As críticas ao livro foram muito favoráveis, mas ele vendeu muito pouco. Logo depois, eu comecei a colaborar com o Víe Parisienne e com o Petit journal, e assim me lancei como jornalista. Como as minhas noites não eram o bastante para que eu fizesse todo o trabalho que tinha que fazer, pedi demissão do emprego em 1867 e me dediquei exclusivamente à literatura. Isso não melhorou a minha situação em nada, e eu fui obrigado, durante um certo tempo, a passar por novas dificuldades e privações. É desnecessário seguir a minha carreira passo a passo. O senhor sabe tanto quanto eu que ela foi bem-sucedida.

- É verdade, mon cher maitre, poucos homens podem se gabar de ter feito tanto sucesso quanto o senhor.  Na verdade, há muitos indícios desse sucesso neste mesmo quarto.

 

Fica implícito, é claro, que o senhor acha que eu tenho uma enorme conta bancária. O senhor está errado. Cada centavo que eu ganho vem da venda dos meus livros, dos direitos de tradução, etc. Meu royalty é de sessenta centavos por livro. Isso me dá uma renda de trezentos mil francos por ano, e eu não sou ho­mem de fazer economias. Toda a mobília e os objetos que o senhor vê espalhados pelo apartamento foram acumulados devagar. Comecei a comprá-los com as primeiras economias que fiz. Essa paixão, que me obrigou com freqüência a mudar de casa para ter espaço para um número sempre maior de objetos, foi despertada através da leitura de Victor Hugo durante a infância.  Infelizmente, ela já não é tão ardente agora.

- _O QUE FAZER_: Transcreva do trecho selecionado a parte que começa nas palavras "Fica implícito, é" e termina logo após "tão ardente agora.".

- _AMOSTRA DOS REGISTROS_:
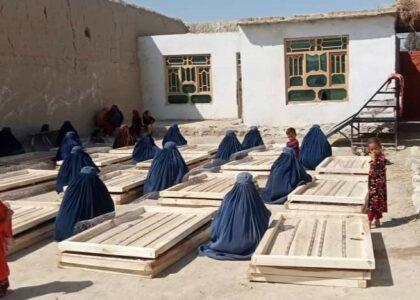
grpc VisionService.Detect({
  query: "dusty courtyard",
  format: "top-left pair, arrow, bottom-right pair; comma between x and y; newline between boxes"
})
6,148 -> 420,299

- _RESPOSTA_:
Fica implícito, é claro, que o senhor acha que eu tenho uma enorme conta bancária. O senhor está errado. Cada centavo que eu ganho vem da venda dos meus livros, dos direitos de tradução, etc. Meu royalty é de sessenta centavos por livro. Isso me dá uma renda de trezentos mil francos por ano, e eu não sou ho­mem de fazer economias. Toda a mobília e os objetos que o senhor vê espalhados pelo apartamento foram acumulados devagar. Comecei a comprá-los com as primeiras economias que fiz. Essa paixão, que me obrigou com freqüência a mudar de casa para ter espaço para um número sempre maior de objetos, foi despertada através da leitura de Victor Hugo durante a infância.  Infelizmente, ela já não é tão ardente agora.